## Page excerpt
^^^^^^^^^^^^^^^^
Having said that, there are lots of great songs on it. "Spiritual" would be
amazing in a film score. It makes me think of someone remembering a summer
evening at dusk when they were walking by a river with a girl who's not
around anymore.
Oh yeah, the cover of the album is cool looking, too. It would make an
amzing film score...
If Warm & Cool is an unfinished-sounding "blueprint to a great
album," why do you write, "It would make an amazing film score"? Do
you just mean "Spiritual"? (I presume you don't mean that the cover
of the album would make an amazing film score....) I don't mean to
criticize; I'm just unsure what you're saying.
(By the way, "walking by a river with a girl who's not around
anymore" amuses me as a very Verlaine-esque turn of phrase: how can
you be walking with someone who's not around? I know what you meant,
but I'm a pedantic former editor, so....)
The Wonder has some of Tom's most romantic lyrics. "Pillow" is an amzing
song, I think. So is "Stalingrad", which, by the way, was the very first
Tom Verlaine solo song I ever heard. It just needed to be recorded
differently. Perhaps, more like "Tom Verlaine" or "Adventure". To me,
Tom's best recording sound came off of those two albums.
^^^^^^^^^^^^^^^^
## Material supplied
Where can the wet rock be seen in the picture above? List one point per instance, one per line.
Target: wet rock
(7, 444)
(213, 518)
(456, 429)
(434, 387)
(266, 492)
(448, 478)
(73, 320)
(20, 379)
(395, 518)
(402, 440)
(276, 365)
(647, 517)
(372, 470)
^^^^^^^^^^^^^^^^
## Prompt A
Could you duplicate the part of the Tom Verlaine excerpt starting with "If Warm & Cool" and going on through "what you're saying."?
## Prompt B
Answer these about the Tom Verlaine excerpt:
(i) Which song is said to be amazing in a film score?
(ii) What former job does the writer who calls themselves pedantic mention?
(iii) What was the very first Tom Verlaine solo song the writer ever heard?
The rows aren't needed here.

## Task result A
If Warm & Cool is an unfinished-sounding "blueprint to a great
album," why do you write, "It would make an amazing film score"? Do
you just mean "Spiritual"? (I presume you don't mean that the cover
of the album would make an amazing film score....) I don't mean to
criticize; I'm just unsure what you're saying.

## Task result B
(i) "Spiritual"
(ii) Editor
(iii) "Stalingrad"